(Collected data)
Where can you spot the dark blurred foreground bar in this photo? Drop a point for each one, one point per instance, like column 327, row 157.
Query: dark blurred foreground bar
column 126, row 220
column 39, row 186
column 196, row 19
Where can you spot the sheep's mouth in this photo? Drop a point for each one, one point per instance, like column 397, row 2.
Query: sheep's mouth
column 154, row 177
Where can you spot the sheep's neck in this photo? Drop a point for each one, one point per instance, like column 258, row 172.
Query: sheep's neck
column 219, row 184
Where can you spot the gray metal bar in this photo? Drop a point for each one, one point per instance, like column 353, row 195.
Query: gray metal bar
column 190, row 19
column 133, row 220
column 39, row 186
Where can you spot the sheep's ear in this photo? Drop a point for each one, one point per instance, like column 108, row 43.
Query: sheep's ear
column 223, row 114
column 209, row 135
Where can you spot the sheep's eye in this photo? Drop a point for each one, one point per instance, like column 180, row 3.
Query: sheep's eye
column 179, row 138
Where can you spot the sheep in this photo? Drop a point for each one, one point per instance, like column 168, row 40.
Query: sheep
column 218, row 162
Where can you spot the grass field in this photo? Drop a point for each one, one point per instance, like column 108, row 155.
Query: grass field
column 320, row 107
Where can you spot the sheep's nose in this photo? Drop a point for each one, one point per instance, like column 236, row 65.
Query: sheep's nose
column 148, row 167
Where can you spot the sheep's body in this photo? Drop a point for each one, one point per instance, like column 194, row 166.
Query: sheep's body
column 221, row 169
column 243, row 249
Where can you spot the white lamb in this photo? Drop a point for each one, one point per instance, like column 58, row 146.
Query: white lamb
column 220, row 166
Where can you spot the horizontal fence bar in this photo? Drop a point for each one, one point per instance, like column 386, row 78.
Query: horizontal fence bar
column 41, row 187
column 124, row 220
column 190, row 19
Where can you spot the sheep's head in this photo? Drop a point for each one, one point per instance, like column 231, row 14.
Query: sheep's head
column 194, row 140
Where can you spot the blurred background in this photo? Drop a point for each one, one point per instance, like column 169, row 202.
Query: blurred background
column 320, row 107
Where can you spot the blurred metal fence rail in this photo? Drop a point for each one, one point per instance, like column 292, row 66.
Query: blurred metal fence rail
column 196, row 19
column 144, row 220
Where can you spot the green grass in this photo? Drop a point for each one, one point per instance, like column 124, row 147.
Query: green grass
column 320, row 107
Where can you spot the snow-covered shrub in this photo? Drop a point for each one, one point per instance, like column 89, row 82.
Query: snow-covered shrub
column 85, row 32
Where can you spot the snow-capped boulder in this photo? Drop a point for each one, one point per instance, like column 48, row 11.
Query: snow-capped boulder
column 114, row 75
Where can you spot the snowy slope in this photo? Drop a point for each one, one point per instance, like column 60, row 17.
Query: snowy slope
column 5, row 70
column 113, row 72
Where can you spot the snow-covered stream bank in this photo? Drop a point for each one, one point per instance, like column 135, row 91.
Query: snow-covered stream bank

**WHAT YOU SHOULD DO:**
Print all the data exactly.

**ANSWER BELOW:**
Where can you spot the dark blurred foreground bar in this photo? Drop a point for each one, one point per instance, like column 327, row 157.
Query: dark blurred foreground bar
column 126, row 220
column 39, row 186
column 196, row 19
Where can you spot the sheep's mouth in this photo? Drop a point for each one, one point per instance, like column 397, row 2.
Query: sheep's mouth
column 154, row 177
Where can you spot the sheep's neck in this photo? Drop a point for each one, one point per instance, like column 258, row 172.
Query: sheep's neck
column 219, row 184
Where can you spot the gray metal bar in this photo? Drop a point for each one, one point per instance, like column 353, row 195.
Query: gray metal bar
column 190, row 19
column 133, row 220
column 39, row 186
Where can you spot the sheep's ear in this photo? Drop a point for each one, one point per instance, like column 108, row 43.
Query: sheep's ear
column 223, row 114
column 209, row 135
Where can you spot the sheep's eye in this photo? Drop a point for each one, one point per instance, like column 180, row 3.
Query: sheep's eye
column 179, row 138
Where can you spot the sheep in this photo? Drop a point for each one, one point per instance, like column 168, row 40.
Query: sheep
column 218, row 162
Where can you spot the grass field in this photo? Drop a point for each one, one point per instance, like column 108, row 155.
Query: grass field
column 320, row 107
Where can you spot the sheep's nose in this photo? Drop a point for each one, one point per instance, like column 236, row 65.
Query: sheep's nose
column 148, row 167
Where can you spot the sheep's body in this photo? Drop a point for each one, one point per instance, like column 194, row 166.
Query: sheep's body
column 221, row 169
column 243, row 249
Where can you spot the white lamb in this photo? Drop a point for each one, one point per instance, like column 58, row 146.
Query: white lamb
column 220, row 166
Where can you spot the horizontal fence bar in this photo? Drop a point for each one, one point per instance, like column 386, row 78.
Query: horizontal fence bar
column 41, row 187
column 124, row 220
column 190, row 19
Where can you spot the sheep's head in this photo? Drop a point for each one, one point per instance, like column 231, row 14.
Query: sheep's head
column 194, row 140
Where can you spot the blurred background in this photo? Drop a point for each one, one point per instance, like column 169, row 202.
Query: blurred background
column 320, row 107
Where can you spot the blurred metal fence rail in this photo? Drop a point for each one, one point per instance, like column 292, row 66.
Query: blurred metal fence rail
column 196, row 19
column 144, row 220
Where can you spot the green grass in this photo? Drop a point for each one, one point per instance, like column 124, row 147.
Query: green grass
column 320, row 107
Where can you spot the snow-covered shrub in this photo? Drop a point for each one, one point per instance, like column 89, row 82.
Query: snow-covered shrub
column 85, row 32
Where can you spot the snow-capped boulder in this photo? Drop a point for each one, one point per instance, like column 48, row 11.
Query: snow-capped boulder
column 114, row 75
Where can you spot the snowy slope in this photo? Drop a point for each one, one point per instance, like column 60, row 17.
Query: snowy slope
column 5, row 70
column 113, row 72
Where can you spot the snow-covered stream bank in this photo? Drop a point for each one, one point per instance, like column 135, row 91.
Query: snow-covered stream bank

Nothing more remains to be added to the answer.